▶ KURZE AUFGABE A: Geben Sie aus den Datensätzen die Zeilen von der Zeile mit "Could you mark the region of every instance of the potted" bis zur Zeile mit "142), (256, 124)]" unverändert aus, beide Grenzzeilen eingeschlossen.
== DOKUMENTAUSZUG
Schleswig-Holsteins Oberlandesgericht sagt Ja zur Auslieferung des katalanischen Separatistenführers Carles Puigdemont. Doch vorerst bleibt er weiter in Deutschland - und prüft weitere Schritte.

Schleswig (dpa) - Nach monatelangem juristischen Gerangel soll der katalanische Separatistenführer Carles Puigdemont an Spanien ausgeliefert werden.

Das schleswig-holsteinische Oberlandesgericht (OLG) erklärte eine Auslieferung des Politikers wegen des Vorwurfs der Veruntreuung für zulässig, nicht jedoch wegen Rebellion, dem Hauptvorwurf der spanischen Justiz. Damit darf Puigdemont in Spanien nur wegen Veruntreuung belangt werden.

«Der Senat geht davon aus, dass die spanischen Gerichte diesen Grundsatz beachten und nicht etwa den Verfolgten Puigdemont nach der Auslieferung wegen des Vorwurfs der Korruption auch noch wegen Rebellion verfolgen werden», erklärte das Schleswiger Gericht.

Puigdemonts Anwälte kündigten an, beim Bundesverfassungsgericht in Karlsruhe Einspruch gegen den Auslieferungsbeschluss einlegen zu wollen. Das sagte Anwalt Jaume García-Cuevillas dem katalanischen Fernsehsender TV3. Man werde vorbringen, dass es in Spanien «keine Garantien für einen fairen Prozess» gebe. Außerdem werde man «Widersprüche» in der Anklage der spanischen Justiz wegen Veruntreuung geltend machen.
====
== EINGABEN ZUR AUFGABE
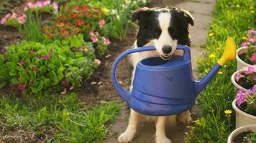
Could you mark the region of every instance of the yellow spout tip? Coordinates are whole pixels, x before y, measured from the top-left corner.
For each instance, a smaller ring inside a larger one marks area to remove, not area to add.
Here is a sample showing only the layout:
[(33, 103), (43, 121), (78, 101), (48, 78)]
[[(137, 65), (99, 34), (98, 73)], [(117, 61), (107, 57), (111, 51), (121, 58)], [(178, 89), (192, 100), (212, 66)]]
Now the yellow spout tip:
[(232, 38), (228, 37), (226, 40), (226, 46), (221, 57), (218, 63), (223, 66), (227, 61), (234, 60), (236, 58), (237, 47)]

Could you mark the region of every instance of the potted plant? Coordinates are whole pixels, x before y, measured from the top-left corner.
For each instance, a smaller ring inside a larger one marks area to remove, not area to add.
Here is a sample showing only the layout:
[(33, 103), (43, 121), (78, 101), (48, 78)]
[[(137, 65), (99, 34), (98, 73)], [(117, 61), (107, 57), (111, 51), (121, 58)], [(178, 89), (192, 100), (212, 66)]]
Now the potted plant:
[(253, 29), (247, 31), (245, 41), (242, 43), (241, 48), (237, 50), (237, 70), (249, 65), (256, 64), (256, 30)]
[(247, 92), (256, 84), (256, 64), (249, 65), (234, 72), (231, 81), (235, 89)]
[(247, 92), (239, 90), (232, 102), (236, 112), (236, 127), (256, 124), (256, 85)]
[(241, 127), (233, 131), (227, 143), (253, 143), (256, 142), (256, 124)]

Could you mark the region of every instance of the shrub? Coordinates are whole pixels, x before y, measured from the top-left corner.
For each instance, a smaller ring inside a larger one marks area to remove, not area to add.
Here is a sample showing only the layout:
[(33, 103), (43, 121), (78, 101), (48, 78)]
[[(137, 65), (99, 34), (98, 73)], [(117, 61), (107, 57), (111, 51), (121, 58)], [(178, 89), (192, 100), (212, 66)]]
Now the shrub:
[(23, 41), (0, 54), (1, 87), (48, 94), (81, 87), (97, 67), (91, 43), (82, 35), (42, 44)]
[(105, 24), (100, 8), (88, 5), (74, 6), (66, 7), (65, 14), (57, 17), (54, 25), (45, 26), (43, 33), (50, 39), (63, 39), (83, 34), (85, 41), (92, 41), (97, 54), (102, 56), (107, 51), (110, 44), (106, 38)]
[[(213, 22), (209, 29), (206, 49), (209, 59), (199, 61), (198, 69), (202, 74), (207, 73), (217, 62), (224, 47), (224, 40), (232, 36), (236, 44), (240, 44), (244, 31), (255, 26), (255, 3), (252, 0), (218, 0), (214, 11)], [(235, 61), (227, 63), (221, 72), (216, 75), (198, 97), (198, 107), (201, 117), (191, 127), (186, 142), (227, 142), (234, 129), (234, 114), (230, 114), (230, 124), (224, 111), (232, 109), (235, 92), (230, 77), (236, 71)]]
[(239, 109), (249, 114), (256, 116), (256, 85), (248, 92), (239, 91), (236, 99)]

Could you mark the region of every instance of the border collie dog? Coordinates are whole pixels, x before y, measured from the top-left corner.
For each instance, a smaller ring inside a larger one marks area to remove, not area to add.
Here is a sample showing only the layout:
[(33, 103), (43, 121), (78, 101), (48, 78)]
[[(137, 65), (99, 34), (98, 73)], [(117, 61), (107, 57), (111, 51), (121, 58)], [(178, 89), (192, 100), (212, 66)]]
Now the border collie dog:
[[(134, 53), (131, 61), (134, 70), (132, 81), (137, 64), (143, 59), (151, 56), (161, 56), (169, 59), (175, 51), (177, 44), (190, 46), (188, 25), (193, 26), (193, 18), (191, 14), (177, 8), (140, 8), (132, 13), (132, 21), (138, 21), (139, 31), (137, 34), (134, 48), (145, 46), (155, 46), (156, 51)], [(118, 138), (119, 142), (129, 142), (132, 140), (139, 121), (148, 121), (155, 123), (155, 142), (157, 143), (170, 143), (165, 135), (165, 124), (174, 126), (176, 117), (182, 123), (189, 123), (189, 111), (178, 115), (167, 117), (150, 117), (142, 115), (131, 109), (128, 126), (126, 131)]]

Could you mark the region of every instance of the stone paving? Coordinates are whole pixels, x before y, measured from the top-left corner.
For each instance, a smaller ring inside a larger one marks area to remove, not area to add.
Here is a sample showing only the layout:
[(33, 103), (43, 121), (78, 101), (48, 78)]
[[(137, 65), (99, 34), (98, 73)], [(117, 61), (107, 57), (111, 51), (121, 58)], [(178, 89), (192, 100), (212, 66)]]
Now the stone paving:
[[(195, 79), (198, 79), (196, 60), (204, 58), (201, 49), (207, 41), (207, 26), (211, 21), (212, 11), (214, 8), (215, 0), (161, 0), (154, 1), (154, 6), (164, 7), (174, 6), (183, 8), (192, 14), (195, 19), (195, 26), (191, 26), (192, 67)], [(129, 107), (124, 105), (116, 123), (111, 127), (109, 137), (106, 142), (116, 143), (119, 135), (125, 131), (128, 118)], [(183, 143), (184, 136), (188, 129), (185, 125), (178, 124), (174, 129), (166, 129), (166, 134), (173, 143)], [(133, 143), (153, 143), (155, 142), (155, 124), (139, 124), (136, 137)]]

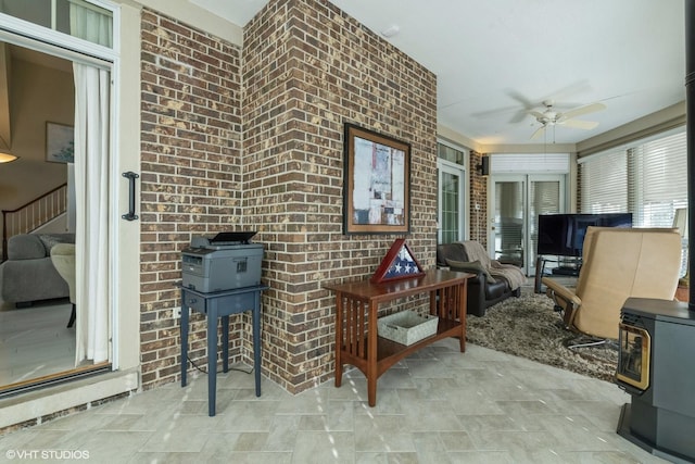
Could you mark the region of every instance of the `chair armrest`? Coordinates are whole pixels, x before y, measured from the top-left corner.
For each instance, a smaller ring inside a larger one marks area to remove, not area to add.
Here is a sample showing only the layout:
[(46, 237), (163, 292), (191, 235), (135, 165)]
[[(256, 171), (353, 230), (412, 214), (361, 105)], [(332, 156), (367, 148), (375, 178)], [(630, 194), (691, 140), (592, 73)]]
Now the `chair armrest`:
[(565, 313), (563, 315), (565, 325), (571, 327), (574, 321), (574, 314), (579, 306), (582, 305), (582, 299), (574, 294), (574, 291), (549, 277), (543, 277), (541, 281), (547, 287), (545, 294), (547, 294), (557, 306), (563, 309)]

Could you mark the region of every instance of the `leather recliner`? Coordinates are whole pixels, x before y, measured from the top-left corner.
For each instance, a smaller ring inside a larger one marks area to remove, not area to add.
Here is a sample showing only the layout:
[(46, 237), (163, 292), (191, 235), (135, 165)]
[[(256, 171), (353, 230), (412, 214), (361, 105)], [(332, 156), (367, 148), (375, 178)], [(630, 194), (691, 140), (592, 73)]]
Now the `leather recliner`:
====
▶ KURZE AUFGABE B: Geben Sie aus dem Artikel über die Auslieferung Puigdemonts den Abschnitt von "Schleswig-Holsteins Oberlandesgericht sagt" bis "prüft weitere Schritte." wortgetreu zurück.

▶ SCHRIFTLICHE LÖSUNG A:
Could you mark the region of every instance of the potted plant? Coordinates are whole pixels, x before y, measured from the top-left corner.
For each instance, a smaller ring inside a larger one marks area to remove, not area to add.
Here is a sample showing only the layout:
[(33, 103), (43, 121), (78, 101), (48, 78)]
[[(137, 65), (99, 34), (98, 73)], [(117, 61), (107, 57), (111, 51), (121, 58)], [(178, 89), (192, 100), (212, 66)]]
Now the potted plant:
[(253, 29), (247, 31), (245, 41), (242, 43), (241, 48), (237, 50), (237, 70), (249, 65), (256, 64), (256, 30)]
[(247, 92), (256, 84), (256, 64), (249, 65), (234, 72), (231, 81), (235, 89)]
[(247, 92), (239, 90), (232, 102), (236, 112), (236, 127), (256, 124), (256, 85)]
[(241, 127), (233, 131), (227, 143), (253, 143), (256, 142), (256, 124)]

▶ SCHRIFTLICHE LÖSUNG B:
Schleswig-Holsteins Oberlandesgericht sagt Ja zur Auslieferung des katalanischen Separatistenführers Carles Puigdemont. Doch vorerst bleibt er weiter in Deutschland - und prüft weitere Schritte.